__Objective__:
Extract the full listing below without altering a single character.

------------------------------

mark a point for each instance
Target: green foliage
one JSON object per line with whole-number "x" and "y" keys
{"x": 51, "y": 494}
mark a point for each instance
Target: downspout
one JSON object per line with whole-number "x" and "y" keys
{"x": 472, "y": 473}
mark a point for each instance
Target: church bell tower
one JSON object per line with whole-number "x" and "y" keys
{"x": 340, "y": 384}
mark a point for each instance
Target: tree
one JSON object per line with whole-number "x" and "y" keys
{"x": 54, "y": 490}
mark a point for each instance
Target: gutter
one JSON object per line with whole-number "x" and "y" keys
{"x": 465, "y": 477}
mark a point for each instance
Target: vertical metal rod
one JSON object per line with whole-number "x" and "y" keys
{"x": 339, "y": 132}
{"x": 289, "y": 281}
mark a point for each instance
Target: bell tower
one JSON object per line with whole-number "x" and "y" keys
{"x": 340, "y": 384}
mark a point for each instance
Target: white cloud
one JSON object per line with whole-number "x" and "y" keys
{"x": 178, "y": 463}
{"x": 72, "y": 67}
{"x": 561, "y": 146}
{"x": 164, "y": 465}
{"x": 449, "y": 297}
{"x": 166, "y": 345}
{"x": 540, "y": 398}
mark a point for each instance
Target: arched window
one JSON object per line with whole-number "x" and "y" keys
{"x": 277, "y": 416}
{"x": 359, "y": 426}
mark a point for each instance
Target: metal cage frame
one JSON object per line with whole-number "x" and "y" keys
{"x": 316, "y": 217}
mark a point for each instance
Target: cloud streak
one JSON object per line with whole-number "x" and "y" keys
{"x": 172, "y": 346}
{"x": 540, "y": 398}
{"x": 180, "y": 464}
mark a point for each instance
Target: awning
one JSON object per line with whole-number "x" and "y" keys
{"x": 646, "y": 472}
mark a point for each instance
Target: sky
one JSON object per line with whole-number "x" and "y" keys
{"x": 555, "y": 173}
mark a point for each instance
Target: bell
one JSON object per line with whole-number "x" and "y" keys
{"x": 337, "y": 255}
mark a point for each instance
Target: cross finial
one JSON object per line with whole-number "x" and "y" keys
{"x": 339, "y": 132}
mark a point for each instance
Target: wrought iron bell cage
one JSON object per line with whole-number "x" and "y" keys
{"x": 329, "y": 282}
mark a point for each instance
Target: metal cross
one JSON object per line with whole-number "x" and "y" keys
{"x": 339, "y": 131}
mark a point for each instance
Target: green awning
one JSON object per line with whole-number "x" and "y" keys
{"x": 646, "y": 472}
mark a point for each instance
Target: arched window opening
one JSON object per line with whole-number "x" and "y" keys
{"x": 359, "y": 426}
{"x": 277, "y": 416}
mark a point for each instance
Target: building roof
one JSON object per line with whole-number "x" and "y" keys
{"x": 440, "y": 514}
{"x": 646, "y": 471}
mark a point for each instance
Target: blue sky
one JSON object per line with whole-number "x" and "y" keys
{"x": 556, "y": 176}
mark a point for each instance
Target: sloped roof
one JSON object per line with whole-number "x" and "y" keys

------------------------------

__Full output__:
mark a point for each instance
Target: green foliage
one JSON object per line with whole-number "x" and "y" keys
{"x": 51, "y": 494}
mark a point for each instance
Target: downspout
one JSON object per line with whole-number "x" and "y" keys
{"x": 472, "y": 473}
mark a point for each instance
Target: church bell tower
one JSON object per line with whole-number "x" and "y" keys
{"x": 340, "y": 384}
mark a point for each instance
Target: tree
one JSON object per line with whole-number "x" and "y" keys
{"x": 54, "y": 490}
mark a point for each instance
Target: gutter
one JSON object per line with whole-number "x" and "y" keys
{"x": 465, "y": 477}
mark a point for each instance
Target: vertical metal rod
one JSON object per line with whole-number "x" and "y" keys
{"x": 339, "y": 132}
{"x": 289, "y": 281}
mark a point for each instance
Target: bell tower
one JSON object per line with whole-number "x" and "y" keys
{"x": 340, "y": 384}
mark a point for each instance
Target: white cloud
one JSON object per line with whole-number "x" and "y" keys
{"x": 178, "y": 463}
{"x": 72, "y": 67}
{"x": 561, "y": 146}
{"x": 164, "y": 465}
{"x": 449, "y": 297}
{"x": 166, "y": 345}
{"x": 540, "y": 398}
mark a point for each instance
Target: arched window
one JSON object per line with whole-number "x" and "y" keys
{"x": 277, "y": 416}
{"x": 359, "y": 426}
mark a point for each instance
Target: metal cage frame
one JSON object per line with whole-number "x" and "y" keys
{"x": 316, "y": 217}
mark a point for each instance
Target: cloud streak
one JSON object per line with whole-number "x" and "y" keys
{"x": 172, "y": 346}
{"x": 540, "y": 398}
{"x": 180, "y": 464}
mark a point for each instance
Target: awning
one JSON object per line with whole-number "x" and "y" keys
{"x": 646, "y": 472}
mark a point for each instance
Target: sky
one JSON object per line with whole-number "x" and "y" keys
{"x": 555, "y": 173}
mark a point for each instance
Target: bell
one JSON object per line with whole-number "x" and "y" keys
{"x": 337, "y": 255}
mark a point for each instance
Target: cross finial
one JSON object per line with whole-number "x" and "y" keys
{"x": 339, "y": 132}
mark a point for each instance
Target: wrought iron bell cage
one JSON object per line with whole-number "x" and "y" keys
{"x": 329, "y": 282}
mark a point for each instance
Target: metal cross
one JSON object per line with whole-number "x" and "y" keys
{"x": 339, "y": 131}
mark a point for each instance
Target: green awning
one JSON object per line with whole-number "x" and "y" keys
{"x": 646, "y": 472}
mark a point for each instance
Target: arched window opening
one JSON object per line with whole-number "x" and "y" keys
{"x": 359, "y": 426}
{"x": 277, "y": 416}
mark a point for each instance
Target: building roof
one JSON object per line with whole-number "x" and "y" keys
{"x": 440, "y": 514}
{"x": 646, "y": 471}
mark a point for each instance
Target: blue sky
one JSON object per line with whole-number "x" and "y" keys
{"x": 556, "y": 176}
mark a point for each instance
Target: sloped roof
one JSON object per line with whole-number "x" and "y" keys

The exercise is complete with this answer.